— Begin Exercise materials —

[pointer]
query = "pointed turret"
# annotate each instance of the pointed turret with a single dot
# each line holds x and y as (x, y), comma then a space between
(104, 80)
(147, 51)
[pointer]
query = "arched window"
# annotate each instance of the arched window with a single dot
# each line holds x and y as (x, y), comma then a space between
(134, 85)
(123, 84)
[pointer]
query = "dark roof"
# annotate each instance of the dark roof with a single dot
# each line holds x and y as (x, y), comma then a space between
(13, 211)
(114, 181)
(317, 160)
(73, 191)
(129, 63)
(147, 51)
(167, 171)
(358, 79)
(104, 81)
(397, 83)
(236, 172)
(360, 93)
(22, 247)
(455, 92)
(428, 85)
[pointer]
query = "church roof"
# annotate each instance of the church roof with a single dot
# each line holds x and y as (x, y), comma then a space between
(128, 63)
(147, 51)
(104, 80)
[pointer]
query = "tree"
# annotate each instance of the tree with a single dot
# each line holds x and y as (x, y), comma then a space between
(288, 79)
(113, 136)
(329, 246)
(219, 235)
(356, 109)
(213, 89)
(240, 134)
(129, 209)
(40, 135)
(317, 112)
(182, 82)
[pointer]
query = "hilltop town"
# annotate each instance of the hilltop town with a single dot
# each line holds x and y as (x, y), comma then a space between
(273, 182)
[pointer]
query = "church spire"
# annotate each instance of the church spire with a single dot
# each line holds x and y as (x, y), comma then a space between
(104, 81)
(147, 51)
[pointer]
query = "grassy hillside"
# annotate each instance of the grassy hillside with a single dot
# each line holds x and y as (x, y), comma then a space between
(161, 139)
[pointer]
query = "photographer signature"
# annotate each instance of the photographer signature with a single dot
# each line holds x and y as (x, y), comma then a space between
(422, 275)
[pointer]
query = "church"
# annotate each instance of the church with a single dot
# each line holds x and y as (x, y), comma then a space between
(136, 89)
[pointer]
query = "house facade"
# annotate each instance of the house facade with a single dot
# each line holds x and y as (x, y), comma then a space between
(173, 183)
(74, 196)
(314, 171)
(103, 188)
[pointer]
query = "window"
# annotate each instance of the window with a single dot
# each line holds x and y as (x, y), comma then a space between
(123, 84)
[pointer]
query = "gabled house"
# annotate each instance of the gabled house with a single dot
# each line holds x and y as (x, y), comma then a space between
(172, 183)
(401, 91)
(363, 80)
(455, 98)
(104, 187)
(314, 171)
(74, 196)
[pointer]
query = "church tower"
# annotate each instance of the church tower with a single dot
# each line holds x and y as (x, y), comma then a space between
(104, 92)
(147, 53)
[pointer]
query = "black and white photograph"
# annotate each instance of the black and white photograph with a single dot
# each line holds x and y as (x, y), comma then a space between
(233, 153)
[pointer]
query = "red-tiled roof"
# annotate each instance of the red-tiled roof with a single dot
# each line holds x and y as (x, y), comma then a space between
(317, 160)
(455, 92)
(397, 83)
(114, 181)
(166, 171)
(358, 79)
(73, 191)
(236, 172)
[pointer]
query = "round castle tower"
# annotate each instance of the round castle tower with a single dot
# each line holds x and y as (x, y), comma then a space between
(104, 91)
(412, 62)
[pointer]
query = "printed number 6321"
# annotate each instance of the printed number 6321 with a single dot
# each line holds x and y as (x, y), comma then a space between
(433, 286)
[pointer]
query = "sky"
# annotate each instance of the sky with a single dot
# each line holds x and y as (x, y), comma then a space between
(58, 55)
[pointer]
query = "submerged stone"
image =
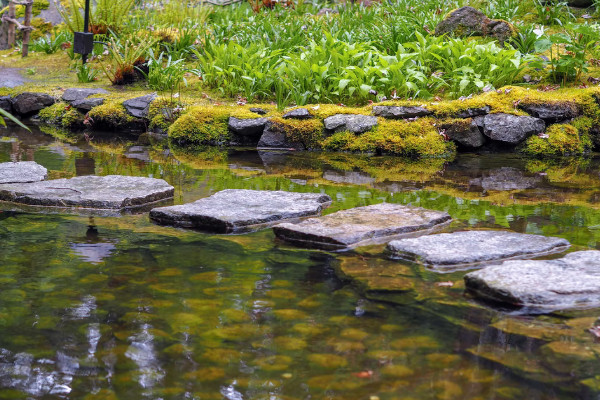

— End Exercise materials —

§ Task goal:
Report how many lines in the entries above contain the string "spire", and give only that number.

§ Worked solution:
2